Your copy should repeat each record below exactly and contain no images.

## INPUT
━━━
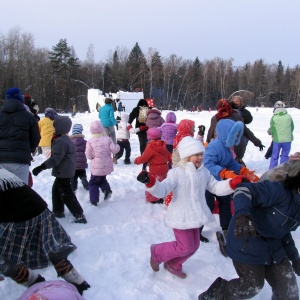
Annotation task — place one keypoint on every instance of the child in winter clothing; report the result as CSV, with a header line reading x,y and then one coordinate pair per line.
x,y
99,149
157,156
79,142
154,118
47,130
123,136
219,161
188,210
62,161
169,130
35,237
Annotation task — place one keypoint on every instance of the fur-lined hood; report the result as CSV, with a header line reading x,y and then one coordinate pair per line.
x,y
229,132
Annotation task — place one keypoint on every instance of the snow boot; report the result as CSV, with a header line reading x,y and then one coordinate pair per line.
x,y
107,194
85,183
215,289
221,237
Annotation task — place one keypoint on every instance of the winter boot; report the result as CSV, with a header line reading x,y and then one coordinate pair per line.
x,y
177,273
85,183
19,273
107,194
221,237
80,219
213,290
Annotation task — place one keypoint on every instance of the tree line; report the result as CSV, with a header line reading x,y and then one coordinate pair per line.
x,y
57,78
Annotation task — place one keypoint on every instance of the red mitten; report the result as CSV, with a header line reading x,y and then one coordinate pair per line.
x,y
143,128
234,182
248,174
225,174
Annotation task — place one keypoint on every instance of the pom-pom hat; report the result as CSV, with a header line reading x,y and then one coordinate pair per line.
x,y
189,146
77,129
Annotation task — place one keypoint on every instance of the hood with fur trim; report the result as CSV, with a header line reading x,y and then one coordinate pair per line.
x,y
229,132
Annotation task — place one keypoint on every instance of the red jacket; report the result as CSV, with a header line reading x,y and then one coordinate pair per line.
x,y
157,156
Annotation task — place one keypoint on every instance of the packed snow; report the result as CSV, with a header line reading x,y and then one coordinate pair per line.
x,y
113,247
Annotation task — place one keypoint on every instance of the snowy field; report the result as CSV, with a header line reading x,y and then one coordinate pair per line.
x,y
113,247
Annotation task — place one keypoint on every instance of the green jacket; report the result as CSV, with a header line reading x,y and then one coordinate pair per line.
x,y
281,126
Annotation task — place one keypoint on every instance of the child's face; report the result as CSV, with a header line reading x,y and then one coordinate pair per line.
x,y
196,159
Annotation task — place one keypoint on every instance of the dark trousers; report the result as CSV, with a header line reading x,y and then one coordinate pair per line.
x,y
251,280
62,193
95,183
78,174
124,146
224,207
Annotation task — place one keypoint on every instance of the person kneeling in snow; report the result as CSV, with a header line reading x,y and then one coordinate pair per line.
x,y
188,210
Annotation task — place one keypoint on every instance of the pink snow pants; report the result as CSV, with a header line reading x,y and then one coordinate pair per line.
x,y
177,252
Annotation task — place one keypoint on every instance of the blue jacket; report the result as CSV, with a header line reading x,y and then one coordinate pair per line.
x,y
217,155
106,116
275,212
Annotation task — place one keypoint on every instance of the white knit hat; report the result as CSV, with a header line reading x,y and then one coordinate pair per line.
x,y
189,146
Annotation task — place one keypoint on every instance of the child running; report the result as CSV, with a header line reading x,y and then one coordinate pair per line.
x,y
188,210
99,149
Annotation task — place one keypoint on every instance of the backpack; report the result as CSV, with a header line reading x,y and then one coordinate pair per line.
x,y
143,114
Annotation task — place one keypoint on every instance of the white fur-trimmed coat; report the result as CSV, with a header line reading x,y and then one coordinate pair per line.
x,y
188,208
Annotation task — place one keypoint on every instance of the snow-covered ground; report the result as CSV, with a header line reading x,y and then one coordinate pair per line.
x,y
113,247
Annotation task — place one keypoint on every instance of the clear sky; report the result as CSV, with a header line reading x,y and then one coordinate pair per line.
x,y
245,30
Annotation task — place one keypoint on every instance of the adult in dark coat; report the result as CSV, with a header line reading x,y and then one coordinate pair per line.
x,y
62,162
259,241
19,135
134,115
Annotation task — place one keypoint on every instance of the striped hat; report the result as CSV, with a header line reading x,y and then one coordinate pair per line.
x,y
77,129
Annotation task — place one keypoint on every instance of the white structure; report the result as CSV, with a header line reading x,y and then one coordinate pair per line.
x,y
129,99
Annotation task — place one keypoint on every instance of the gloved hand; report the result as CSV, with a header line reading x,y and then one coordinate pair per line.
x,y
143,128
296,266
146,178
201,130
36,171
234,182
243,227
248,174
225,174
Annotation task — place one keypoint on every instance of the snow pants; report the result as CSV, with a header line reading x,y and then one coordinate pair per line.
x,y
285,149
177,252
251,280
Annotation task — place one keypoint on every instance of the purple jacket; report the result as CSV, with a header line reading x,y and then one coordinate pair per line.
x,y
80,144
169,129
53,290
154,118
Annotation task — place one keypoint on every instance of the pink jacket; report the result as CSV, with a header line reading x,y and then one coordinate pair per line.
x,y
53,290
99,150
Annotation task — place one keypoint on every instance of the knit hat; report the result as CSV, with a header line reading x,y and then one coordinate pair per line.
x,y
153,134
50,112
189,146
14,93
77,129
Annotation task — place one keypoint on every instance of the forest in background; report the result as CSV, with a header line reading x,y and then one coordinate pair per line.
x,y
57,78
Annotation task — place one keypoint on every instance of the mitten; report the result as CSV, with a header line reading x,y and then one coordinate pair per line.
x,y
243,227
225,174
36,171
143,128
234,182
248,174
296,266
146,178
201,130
━━━
## OUTPUT OF THE TASK
Annotation task — place one keypoint on every instance of the child in winter clothing; report the result as CSV, with a header line reading x,y and then one coordinate pair per line.
x,y
99,149
157,156
79,142
154,118
47,130
123,136
219,161
188,210
62,161
169,130
35,237
Annotation task — place one keypoint on every instance of the fur-lined hood; report the result as CSV, with a header line reading x,y and then one coordinate pair per line.
x,y
229,132
Annotation task — place one keypoint on every instance of the snow boot; report the result as CSV, with a header line reading x,y and then one coordinate pair per line.
x,y
107,194
85,183
215,289
221,237
Annotation task — place one keypoint on every instance of the winter boot; report the result as CSV, with a header line reading x,y and then one coordinate pair per line.
x,y
177,273
85,183
19,273
107,194
221,237
80,219
213,290
Annotation task — place one keypoint on every instance of the tree line; report the result as CSV, with a header line reading x,y and then one coordinate pair per line.
x,y
57,78
Annotation task — place one keypoint on every instance of the red mitten; report the result as CSV, with a header line reading x,y and then one coordinate pair per line.
x,y
143,128
234,182
248,174
225,174
Annotation task — place one keypoint on every instance of the pom-pom hat; report the result as CSV, with a header line reading x,y and then one coordinate pair per line.
x,y
189,146
77,129
Annotation task — place one keypoint on every instance of the hood with fur trim; report the result as CSV, with a header line reading x,y and then one coordinate pair per line.
x,y
229,132
Annotation task — place one keypoint on every instance of the red jacket; report the result as CSV, with a header line reading x,y and then one coordinate pair per line.
x,y
157,156
Annotation task — place one keypoint on every instance of the packed snow; report the result as CSV, with a header line reading x,y and then one coordinate pair per line.
x,y
113,247
Annotation task — place one keypoint on every instance of the snowy field; report the result as CSV, with a header line reading x,y and then one coordinate pair per line.
x,y
113,247
Annotation task — place one keypoint on every instance of the green jacket; report the result as CSV, with a header line reading x,y and then one coordinate pair per line.
x,y
281,126
Annotation task — place one keypoint on every instance of the child's face; report the result as CSV, with a header line reading x,y and then one coordinate pair per line.
x,y
196,159
Annotation task — place one keypoint on every instance of the dark trousers; report the result as CSV, with a header line reading x,y and then one coordinate pair per line.
x,y
251,280
62,193
95,183
78,174
124,146
224,207
Annotation task — place one keypoint on every instance of the person kneeling in snow; report the result as CSV, with a header line reading x,y and then one coordinate pair per line.
x,y
188,210
Annotation task — place one keypoint on every instance of the pink snow pants; report the result as CSV, with a header line reading x,y and then one coordinate pair per line.
x,y
177,252
Annotation task — place one keypoint on every instance of the blue jacket; report the result as CSV, with a header line reading x,y and then one coordinate pair per line.
x,y
217,155
106,116
275,212
Annotation task — place one keypoint on every instance of the white knit hat; report the result as CSV, with a header line reading x,y and then one coordinate pair per line.
x,y
189,146
Annotation task — place one keypoint on every instance of the child running; report the result as CSV, with a header line reading x,y and then one coordinate pair per line.
x,y
188,210
99,149
Annotation task — place one keypoint on every instance of the backpack; report the result as CSV, with a header line reading x,y and then one coordinate pair per line.
x,y
143,114
Annotation task — place one keypoint on every instance of the white fur-trimmed coat; report the result as CSV, with a header line reading x,y and then one coordinate pair per line.
x,y
188,208
Annotation task — place one keypoint on every instance of the snow-covered ground; report the result as CSV, with a header line reading x,y and then one coordinate pair per line.
x,y
113,247
Annotation task — place one keypoint on every instance of the clear sky; report the result as CSV, with a header line reading x,y and then one coordinate pair per line.
x,y
245,30
Annotation task — place one keypoint on every instance of the adult in dark coat; report the result as CSV, with a header line reading x,y and then one coordinate pair per line.
x,y
62,162
259,241
19,135
134,115
Annotation task — place one keypoint on every instance of the striped hat; report the result as CSV, with a header line reading x,y and then one coordinate pair per line.
x,y
77,129
Annotation task — place one keypoint on every instance of the white structure; report the result as CSV, with a header line reading x,y and then one coordinate pair per line.
x,y
129,99
Annotation task — place one keypoint on every instance of the gloved hand; report the result as CSV, with a header line reading x,y and then one coordinate pair per line.
x,y
143,128
296,266
146,178
201,130
36,171
234,182
243,227
248,174
225,174
Annotation task — place one keypoint on every instance of the snow pants; report the result as CSV, with a header line reading x,y and then one coordinate pair per line.
x,y
285,149
177,252
251,280
Annotation task — place one keypoint on every instance of the purple jacket; report the result as CSV, with a header line reading x,y and then one coordinate pair per line.
x,y
80,144
169,129
53,290
154,118
Annotation task — place one keypoint on every instance of the pink jacket; report the result as CSV, with a header line reading x,y and then one coordinate pair per line.
x,y
53,290
99,150
Annotation task — place one keypoint on every instance of the knit hat; report the result as CSV, with a header line reading x,y and then one coordinate pair per line.
x,y
153,134
50,112
189,146
14,93
77,129
Annotation task — place one keypoint on every instance of the forest in background; report the result as CSV, with a header line reading x,y and then one coordinate pair per line.
x,y
57,78
Annotation task — place one keypoint on every instance of the mitten; report the result as CSV, with a header line reading x,y and then one coordinate pair per line.
x,y
243,227
225,174
36,171
143,128
234,182
248,174
296,266
146,178
201,130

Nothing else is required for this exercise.